» **The task**:
Print all the data, keeping every line exactly as it is.

» **Available data**:
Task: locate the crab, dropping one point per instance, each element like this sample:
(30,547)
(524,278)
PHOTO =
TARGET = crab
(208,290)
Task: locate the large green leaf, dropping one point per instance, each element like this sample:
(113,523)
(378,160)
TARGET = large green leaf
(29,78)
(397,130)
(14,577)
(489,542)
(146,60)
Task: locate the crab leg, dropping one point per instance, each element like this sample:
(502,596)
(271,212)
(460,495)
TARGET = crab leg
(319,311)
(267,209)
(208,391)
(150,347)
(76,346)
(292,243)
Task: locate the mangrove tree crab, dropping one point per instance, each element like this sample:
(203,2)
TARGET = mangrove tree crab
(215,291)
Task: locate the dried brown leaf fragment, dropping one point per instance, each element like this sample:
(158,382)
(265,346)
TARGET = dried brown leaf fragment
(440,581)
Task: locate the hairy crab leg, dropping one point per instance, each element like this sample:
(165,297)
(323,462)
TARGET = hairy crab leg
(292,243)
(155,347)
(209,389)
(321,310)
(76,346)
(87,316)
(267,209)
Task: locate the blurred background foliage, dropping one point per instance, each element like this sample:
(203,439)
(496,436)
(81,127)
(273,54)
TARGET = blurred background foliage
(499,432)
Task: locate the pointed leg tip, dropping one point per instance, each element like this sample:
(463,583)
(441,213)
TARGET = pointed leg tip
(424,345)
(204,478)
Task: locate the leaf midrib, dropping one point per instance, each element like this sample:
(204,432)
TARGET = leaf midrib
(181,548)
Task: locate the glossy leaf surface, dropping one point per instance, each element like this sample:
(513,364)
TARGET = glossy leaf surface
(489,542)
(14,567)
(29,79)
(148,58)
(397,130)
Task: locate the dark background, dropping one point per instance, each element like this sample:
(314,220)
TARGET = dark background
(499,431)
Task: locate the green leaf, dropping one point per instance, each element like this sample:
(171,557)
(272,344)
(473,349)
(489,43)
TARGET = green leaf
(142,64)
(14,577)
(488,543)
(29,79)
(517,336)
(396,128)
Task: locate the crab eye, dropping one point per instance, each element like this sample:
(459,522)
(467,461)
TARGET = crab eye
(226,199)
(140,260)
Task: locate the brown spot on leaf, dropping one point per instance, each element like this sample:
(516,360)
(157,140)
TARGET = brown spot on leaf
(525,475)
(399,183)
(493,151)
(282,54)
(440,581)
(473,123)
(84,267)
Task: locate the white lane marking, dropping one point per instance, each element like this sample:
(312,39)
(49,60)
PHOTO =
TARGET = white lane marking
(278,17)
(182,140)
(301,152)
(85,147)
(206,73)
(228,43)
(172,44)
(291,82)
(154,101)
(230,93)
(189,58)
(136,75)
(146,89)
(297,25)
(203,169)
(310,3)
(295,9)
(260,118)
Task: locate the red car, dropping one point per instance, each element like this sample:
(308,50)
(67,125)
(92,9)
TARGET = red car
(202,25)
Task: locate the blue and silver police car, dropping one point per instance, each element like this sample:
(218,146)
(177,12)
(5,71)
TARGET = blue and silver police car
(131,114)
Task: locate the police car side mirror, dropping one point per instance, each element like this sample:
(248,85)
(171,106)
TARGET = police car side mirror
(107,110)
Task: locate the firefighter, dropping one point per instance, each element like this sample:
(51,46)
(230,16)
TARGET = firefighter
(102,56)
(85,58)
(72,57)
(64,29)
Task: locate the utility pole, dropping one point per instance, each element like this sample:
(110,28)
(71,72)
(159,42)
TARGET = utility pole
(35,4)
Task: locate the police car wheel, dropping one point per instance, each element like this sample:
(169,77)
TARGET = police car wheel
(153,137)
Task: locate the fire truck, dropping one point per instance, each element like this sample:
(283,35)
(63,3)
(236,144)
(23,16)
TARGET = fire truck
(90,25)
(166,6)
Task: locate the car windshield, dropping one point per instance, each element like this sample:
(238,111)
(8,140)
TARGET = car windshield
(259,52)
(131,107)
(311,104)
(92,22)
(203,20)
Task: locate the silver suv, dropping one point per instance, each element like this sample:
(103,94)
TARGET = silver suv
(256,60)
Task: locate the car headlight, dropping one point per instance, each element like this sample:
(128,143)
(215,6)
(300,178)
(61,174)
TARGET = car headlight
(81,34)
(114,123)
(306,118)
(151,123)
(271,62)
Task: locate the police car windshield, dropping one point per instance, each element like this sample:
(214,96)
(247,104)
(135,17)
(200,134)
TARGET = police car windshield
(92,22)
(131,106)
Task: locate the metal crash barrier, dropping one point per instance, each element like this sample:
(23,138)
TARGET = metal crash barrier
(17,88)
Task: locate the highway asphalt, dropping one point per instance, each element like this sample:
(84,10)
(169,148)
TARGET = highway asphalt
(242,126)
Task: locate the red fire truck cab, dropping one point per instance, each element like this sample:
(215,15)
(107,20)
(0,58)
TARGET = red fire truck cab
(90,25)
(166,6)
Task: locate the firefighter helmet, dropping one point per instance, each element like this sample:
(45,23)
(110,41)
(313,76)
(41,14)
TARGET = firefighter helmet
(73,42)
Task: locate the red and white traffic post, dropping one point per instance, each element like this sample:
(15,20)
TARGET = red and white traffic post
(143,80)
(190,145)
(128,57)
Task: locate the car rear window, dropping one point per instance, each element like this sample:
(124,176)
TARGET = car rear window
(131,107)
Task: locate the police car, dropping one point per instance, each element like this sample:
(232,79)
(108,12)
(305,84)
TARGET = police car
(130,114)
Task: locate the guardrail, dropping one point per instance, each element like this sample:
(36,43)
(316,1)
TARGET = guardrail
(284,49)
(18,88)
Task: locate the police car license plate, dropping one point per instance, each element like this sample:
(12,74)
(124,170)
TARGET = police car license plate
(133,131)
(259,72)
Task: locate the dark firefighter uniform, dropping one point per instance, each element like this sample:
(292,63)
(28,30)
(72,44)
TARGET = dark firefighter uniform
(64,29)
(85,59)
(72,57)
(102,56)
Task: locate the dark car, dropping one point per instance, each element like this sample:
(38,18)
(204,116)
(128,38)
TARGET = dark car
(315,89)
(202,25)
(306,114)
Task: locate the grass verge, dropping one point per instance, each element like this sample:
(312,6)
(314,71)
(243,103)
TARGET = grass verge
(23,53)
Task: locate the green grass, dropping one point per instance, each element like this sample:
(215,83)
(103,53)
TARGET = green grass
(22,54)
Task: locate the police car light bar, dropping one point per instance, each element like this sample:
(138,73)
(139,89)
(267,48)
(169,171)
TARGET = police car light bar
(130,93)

» **Result of this exercise**:
Task: locate the crab, dropping one point per instance, each element like this sample:
(30,547)
(524,278)
PHOTO =
TARGET = crab
(208,290)
Task: locate the large green leaf, dropping one point per instance, each element like this sample:
(113,523)
(378,160)
TARGET = large green leaf
(29,78)
(397,130)
(14,577)
(489,542)
(146,60)
Task: locate the crab leg, dropping one point per instance, each element like this sample:
(502,596)
(271,212)
(460,495)
TARGET = crab leg
(319,311)
(267,209)
(208,391)
(150,347)
(76,346)
(292,243)
Task: locate the mangrove tree crab, dropping one point per instance, each element like this sample:
(203,2)
TARGET = mangrove tree crab
(215,291)
Task: locate the dried brown leaf fragment, dropping one point per instance, each element like this sample:
(158,382)
(265,346)
TARGET = dried brown leaf fragment
(440,581)
Task: locate the hairy crab leg, dropping one point per instance, each element like this sample:
(165,297)
(323,462)
TARGET = hairy crab leg
(292,243)
(155,347)
(209,389)
(321,310)
(76,346)
(87,316)
(267,209)
Task: locate the blurred background foliage, dropping one point per instance, each element like this sample:
(203,439)
(496,436)
(81,127)
(273,54)
TARGET = blurred background foliage
(499,432)
Task: locate the pointed leg tip, dropping one point per instance, each element like this sample:
(463,583)
(441,213)
TARGET = pointed leg tip
(424,345)
(204,478)
Task: locate the leaf midrib, dropping one point per instance, each element like this sample:
(204,432)
TARGET = leaf midrib
(181,548)
Task: locate the glossy leaf surface, dropping one point per instance, each element like this sample:
(513,364)
TARGET = glossy leaf surface
(489,542)
(14,567)
(29,79)
(148,58)
(397,130)
Task: locate the dark background, dropping one point per instance, each element like this sample:
(314,220)
TARGET = dark background
(499,431)
Task: locate the green leaf, dropping one point per instance, each element like this sample:
(171,557)
(272,344)
(473,349)
(489,43)
TARGET = green leaf
(142,64)
(14,577)
(488,543)
(29,79)
(517,336)
(396,128)
Task: locate the crab eye, dropping one point per instance, each element like this sample:
(459,522)
(467,461)
TARGET = crab eye
(226,199)
(140,260)
Task: locate the brown spot on leaf, dropping one point per instance, each element like this sample:
(516,360)
(157,140)
TARGET = brown spot on leaf
(525,475)
(399,183)
(493,151)
(282,54)
(440,581)
(473,123)
(84,267)
Task: locate the white lane marking, dropping one point per instance, each element like this sample:
(312,39)
(49,60)
PHOTO =
TARGET = white lane marking
(278,17)
(182,140)
(301,152)
(85,147)
(206,73)
(228,43)
(172,44)
(291,82)
(154,101)
(230,93)
(189,58)
(136,75)
(146,89)
(297,25)
(203,169)
(310,3)
(295,9)
(260,118)
Task: locate the red car, dropping one point per instance, each element like this sample:
(308,50)
(67,125)
(92,9)
TARGET = red car
(202,25)
Task: locate the blue and silver police car, dropping one point per instance, each element like this sample:
(218,146)
(177,12)
(5,71)
TARGET = blue and silver police car
(131,114)
Task: locate the police car side mirror, dropping one point per instance, each element like this sample:
(248,85)
(171,106)
TARGET = police car side mirror
(107,110)
Task: locate the firefighter, dropping one point per instance, each element like this sample:
(51,46)
(230,16)
TARGET = firefighter
(102,56)
(85,58)
(72,57)
(64,29)
Task: locate the utility pole, dropping one point per instance, each element like this sample:
(110,28)
(71,72)
(159,42)
TARGET = utility pole
(35,4)
Task: locate the police car wheel, dropping one point per instance, each element like this sample:
(169,77)
TARGET = police car wheel
(153,137)
Task: locate the fire truck, dropping one point per instance, each element like this sample:
(283,35)
(63,3)
(236,144)
(23,16)
TARGET = fire truck
(90,25)
(166,6)
Task: locate the car windshield, dropping one point per instance, each element like this sample:
(238,111)
(8,140)
TARGET = car windshield
(259,52)
(131,107)
(311,104)
(92,22)
(203,20)
Task: locate the silver suv, dropping one point per instance, each element like this sample:
(103,94)
TARGET = silver suv
(256,60)
Task: locate the car headlight, dropping one point per instance, each element like this sample:
(128,143)
(215,6)
(300,178)
(61,174)
TARGET = car headlight
(81,34)
(114,123)
(306,118)
(151,123)
(271,62)
Task: locate the police car windshield, dropping one point per instance, each element like this sample:
(214,96)
(247,104)
(135,17)
(200,134)
TARGET = police car windshield
(92,22)
(131,106)
Task: locate the metal crash barrier, dropping one point per instance, each element like this sample:
(23,138)
TARGET = metal crash barrier
(17,88)
Task: locate the highway asphalt, dropping one point per instance, each element like this sample:
(84,10)
(169,148)
TARGET = highway asphalt
(242,126)
Task: locate the red fire truck cab, dropping one point per instance, each element like this sample:
(215,15)
(107,20)
(0,58)
TARGET = red fire truck cab
(90,25)
(166,6)
Task: locate the firefighter helmet, dropping one point per instance, each element like this sample:
(45,23)
(110,41)
(313,76)
(41,14)
TARGET = firefighter helmet
(73,42)
Task: locate the red and white traffic post, dropping one point per instance, each element like this sample:
(15,20)
TARGET = red and white traffic post
(143,80)
(190,145)
(128,57)
Task: locate the car rear window, dropping one point per instance, each element like this sample:
(124,176)
TARGET = car rear window
(131,107)
Task: locate the police car, dropping one point per instance, each element like this sample:
(232,79)
(108,12)
(305,84)
TARGET = police car
(130,114)
Task: locate the guardrail, dropping one point per instance, each element like this sample:
(36,43)
(316,1)
TARGET = guardrail
(284,49)
(18,88)
Task: locate the police car license plate, dropping one point per instance, each element like this sample:
(12,74)
(124,170)
TARGET = police car license plate
(133,131)
(259,72)
Task: locate the dark firefighter uniform, dropping one point per instance, each element like this sample:
(292,63)
(28,30)
(72,44)
TARGET = dark firefighter uniform
(64,29)
(85,59)
(72,57)
(102,56)
Task: locate the dark car, dropping one point per instance, each element like this sample:
(38,18)
(204,116)
(128,38)
TARGET = dark car
(315,89)
(202,25)
(306,114)
Task: locate the grass verge, dropping one point per instance, each element like this sample:
(312,6)
(314,71)
(243,103)
TARGET = grass verge
(23,53)
Task: locate the green grass, dropping one point per instance, each element like this sample:
(215,83)
(103,53)
TARGET = green grass
(22,54)
Task: locate the police car light bar, dropping one point per instance, each element like this sample:
(138,73)
(139,89)
(267,48)
(169,171)
TARGET = police car light bar
(130,93)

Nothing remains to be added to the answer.